## GIVEN REQUEST
Render the lines below, from the first one through the line containing "145, 29, 271, 297", as a numbered list, leaving out any blank lines.

## SUPPLIED MATERIAL
* * * * * * * * *

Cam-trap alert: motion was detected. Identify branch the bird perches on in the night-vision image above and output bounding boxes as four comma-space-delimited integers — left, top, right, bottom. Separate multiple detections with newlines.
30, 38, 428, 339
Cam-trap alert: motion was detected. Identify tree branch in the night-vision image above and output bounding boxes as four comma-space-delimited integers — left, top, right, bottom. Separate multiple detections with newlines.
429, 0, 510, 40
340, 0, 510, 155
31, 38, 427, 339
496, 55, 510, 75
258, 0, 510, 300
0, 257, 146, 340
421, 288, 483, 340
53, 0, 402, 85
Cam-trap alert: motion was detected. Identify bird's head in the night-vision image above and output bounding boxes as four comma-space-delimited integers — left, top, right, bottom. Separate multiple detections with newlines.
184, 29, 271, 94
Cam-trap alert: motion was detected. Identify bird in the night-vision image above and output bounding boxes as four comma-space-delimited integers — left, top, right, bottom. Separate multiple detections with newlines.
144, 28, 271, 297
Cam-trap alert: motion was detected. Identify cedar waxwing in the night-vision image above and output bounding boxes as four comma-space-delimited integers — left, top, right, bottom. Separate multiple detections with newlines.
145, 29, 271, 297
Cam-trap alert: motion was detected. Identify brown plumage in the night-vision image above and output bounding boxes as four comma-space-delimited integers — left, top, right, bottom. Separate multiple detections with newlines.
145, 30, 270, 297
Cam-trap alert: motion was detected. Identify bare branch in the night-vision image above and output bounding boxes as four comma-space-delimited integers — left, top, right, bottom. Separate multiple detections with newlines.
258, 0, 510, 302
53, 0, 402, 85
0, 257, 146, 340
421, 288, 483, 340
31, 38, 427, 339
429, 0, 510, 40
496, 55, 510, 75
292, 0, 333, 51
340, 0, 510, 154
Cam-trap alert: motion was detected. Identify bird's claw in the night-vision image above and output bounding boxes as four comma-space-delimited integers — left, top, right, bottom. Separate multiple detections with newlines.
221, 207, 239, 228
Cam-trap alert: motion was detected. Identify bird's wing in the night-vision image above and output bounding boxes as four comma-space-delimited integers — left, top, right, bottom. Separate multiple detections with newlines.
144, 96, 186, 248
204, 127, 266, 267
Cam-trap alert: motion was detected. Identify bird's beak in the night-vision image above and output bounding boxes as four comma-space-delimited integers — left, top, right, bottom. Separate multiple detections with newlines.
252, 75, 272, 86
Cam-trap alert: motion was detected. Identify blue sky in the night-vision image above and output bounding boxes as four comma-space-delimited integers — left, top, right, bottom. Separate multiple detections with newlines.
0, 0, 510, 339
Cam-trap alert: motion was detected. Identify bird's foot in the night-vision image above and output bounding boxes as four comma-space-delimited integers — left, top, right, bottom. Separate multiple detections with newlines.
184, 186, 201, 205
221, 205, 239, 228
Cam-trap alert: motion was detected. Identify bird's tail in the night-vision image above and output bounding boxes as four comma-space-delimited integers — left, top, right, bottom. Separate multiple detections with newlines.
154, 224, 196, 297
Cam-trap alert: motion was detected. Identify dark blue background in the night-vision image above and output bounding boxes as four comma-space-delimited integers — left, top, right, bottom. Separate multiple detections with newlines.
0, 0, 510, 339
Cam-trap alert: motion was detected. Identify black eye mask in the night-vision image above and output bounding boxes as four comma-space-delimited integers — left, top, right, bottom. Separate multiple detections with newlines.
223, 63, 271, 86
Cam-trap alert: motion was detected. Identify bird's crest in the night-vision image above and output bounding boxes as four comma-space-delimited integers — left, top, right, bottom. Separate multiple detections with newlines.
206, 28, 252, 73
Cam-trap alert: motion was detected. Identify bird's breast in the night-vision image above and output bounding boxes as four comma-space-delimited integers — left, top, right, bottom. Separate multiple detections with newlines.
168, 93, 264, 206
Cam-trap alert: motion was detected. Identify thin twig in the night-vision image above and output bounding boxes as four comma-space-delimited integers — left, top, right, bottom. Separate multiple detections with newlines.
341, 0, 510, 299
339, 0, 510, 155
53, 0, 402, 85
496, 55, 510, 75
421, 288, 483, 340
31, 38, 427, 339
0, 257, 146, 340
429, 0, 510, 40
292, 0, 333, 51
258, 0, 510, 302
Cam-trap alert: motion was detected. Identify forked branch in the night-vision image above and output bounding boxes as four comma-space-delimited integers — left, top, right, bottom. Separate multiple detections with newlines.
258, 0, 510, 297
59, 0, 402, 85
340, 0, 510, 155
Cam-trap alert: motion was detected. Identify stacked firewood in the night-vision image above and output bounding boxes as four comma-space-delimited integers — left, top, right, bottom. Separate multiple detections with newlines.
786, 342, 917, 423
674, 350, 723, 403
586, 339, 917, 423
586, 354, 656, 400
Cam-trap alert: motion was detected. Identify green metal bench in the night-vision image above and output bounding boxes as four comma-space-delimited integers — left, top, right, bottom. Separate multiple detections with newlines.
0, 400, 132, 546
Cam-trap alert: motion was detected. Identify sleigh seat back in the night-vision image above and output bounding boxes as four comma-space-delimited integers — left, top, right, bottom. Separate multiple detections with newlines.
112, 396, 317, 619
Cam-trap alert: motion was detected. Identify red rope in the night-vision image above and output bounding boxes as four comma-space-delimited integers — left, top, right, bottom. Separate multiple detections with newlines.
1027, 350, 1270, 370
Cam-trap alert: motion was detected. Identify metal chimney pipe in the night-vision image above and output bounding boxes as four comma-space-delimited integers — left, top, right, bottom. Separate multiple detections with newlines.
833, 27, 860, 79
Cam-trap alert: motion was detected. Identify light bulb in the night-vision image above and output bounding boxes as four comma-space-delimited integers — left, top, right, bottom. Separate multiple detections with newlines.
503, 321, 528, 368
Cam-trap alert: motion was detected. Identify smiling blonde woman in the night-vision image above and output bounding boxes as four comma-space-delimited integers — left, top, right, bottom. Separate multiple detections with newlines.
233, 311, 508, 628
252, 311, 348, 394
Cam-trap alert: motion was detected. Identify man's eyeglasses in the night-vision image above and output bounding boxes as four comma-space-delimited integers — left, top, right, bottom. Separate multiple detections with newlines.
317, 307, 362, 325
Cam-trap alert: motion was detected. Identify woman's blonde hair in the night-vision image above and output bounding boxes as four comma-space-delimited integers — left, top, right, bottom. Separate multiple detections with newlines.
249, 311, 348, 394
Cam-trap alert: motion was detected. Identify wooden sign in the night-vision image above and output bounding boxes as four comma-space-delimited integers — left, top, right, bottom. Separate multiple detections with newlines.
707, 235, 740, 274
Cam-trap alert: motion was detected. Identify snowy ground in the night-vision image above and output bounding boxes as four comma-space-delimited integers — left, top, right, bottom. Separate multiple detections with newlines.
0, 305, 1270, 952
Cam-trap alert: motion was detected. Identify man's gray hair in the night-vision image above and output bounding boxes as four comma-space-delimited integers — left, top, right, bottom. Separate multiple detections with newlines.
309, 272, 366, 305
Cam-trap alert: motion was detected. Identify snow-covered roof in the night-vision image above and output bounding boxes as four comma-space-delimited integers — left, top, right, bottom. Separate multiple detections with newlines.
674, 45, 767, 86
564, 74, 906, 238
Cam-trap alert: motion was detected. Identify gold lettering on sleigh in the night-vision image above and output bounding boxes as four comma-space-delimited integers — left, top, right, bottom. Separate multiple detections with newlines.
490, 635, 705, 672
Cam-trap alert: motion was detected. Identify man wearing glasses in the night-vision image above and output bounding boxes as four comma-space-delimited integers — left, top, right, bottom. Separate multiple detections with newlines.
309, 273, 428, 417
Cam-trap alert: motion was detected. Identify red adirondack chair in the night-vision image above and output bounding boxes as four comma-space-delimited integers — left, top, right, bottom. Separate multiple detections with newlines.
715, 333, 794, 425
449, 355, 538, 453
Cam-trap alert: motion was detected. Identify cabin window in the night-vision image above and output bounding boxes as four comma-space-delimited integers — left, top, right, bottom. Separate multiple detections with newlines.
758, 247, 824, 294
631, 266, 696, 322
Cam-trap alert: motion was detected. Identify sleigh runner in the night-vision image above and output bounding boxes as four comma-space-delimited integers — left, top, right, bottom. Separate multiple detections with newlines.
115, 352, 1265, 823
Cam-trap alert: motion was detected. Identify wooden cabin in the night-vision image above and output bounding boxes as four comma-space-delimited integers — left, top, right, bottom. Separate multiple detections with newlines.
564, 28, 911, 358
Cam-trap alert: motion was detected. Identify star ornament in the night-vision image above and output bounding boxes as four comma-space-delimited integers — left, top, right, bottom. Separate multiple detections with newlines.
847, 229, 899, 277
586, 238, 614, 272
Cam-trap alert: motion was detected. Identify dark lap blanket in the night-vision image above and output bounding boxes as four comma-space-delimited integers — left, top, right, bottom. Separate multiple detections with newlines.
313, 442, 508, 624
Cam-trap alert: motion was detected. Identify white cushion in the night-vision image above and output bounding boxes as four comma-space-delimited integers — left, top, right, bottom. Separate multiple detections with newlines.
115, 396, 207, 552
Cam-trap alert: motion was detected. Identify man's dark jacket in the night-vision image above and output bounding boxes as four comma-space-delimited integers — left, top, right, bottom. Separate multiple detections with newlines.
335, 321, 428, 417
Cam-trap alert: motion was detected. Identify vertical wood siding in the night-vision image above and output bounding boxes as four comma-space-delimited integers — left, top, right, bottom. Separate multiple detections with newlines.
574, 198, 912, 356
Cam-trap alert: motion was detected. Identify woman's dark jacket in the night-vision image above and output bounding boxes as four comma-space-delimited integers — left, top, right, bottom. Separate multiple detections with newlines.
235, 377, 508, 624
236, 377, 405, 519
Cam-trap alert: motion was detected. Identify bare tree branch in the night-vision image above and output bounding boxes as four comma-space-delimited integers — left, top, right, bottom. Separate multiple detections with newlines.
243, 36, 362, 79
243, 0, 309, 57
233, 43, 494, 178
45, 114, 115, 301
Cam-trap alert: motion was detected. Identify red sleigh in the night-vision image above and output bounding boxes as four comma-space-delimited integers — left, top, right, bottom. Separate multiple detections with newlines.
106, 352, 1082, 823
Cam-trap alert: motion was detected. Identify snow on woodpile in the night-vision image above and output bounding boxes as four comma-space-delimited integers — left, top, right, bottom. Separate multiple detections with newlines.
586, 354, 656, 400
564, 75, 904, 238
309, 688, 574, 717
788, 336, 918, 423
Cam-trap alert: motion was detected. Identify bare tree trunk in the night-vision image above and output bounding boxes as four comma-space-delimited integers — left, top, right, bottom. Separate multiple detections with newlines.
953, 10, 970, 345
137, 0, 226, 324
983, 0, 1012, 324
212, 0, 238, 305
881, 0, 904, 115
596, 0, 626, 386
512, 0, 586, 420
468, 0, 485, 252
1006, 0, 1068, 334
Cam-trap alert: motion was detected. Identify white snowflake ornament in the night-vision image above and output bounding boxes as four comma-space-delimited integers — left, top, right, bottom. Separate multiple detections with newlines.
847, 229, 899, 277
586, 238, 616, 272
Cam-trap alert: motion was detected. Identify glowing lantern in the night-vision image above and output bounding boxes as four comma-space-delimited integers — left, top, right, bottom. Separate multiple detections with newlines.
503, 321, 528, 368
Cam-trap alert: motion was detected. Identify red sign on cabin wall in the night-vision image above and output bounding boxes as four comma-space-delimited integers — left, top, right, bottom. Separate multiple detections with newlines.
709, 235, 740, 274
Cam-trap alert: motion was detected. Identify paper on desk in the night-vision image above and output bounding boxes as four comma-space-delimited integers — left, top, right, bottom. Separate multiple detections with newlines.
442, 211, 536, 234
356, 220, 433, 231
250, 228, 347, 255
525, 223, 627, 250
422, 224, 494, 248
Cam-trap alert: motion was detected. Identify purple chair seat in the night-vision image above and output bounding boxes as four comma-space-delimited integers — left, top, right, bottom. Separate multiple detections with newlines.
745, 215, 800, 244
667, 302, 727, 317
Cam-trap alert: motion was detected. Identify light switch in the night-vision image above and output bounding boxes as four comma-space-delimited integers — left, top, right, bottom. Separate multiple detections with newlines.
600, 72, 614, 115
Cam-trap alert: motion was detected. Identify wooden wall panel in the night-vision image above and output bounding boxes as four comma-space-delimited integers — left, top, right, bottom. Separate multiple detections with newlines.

* * * * * * * * *

## RESULT BELOW
1. Cam-trap alert: motion was detected. Identify branch the bird perches on in the night-vision image above and output bounding boxes as four comma-space-delimited integers — left, top, right, bottom. Separate multiple detections with newlines.
2. 30, 38, 428, 339
3. Cam-trap alert: motion was detected. Identify tree branch in the night-vision image above and output bounding boxes as four comma-space-delimited integers — left, top, right, bottom. Separate multiple detections with newlines.
4. 429, 0, 510, 40
5. 340, 0, 510, 155
6. 31, 38, 427, 339
7. 496, 55, 510, 75
8. 258, 0, 510, 300
9. 0, 257, 146, 340
10. 421, 288, 483, 340
11. 53, 0, 402, 85
12. Cam-trap alert: motion was detected. Identify bird's head in the night-vision image above and output bounding boxes as four comma-space-delimited integers — left, top, right, bottom. Separate multiple detections with newlines.
13. 184, 29, 271, 94
14. Cam-trap alert: motion was detected. Identify bird in the night-vision image above and output bounding boxes as four comma-space-delimited integers — left, top, right, bottom. Separate multiple detections with newlines.
15. 144, 28, 271, 297
16. Cam-trap alert: motion was detected. Identify cedar waxwing in the night-vision image above and output bounding boxes as four comma-space-delimited integers — left, top, right, bottom. Separate multiple detections with newlines.
17. 145, 29, 271, 297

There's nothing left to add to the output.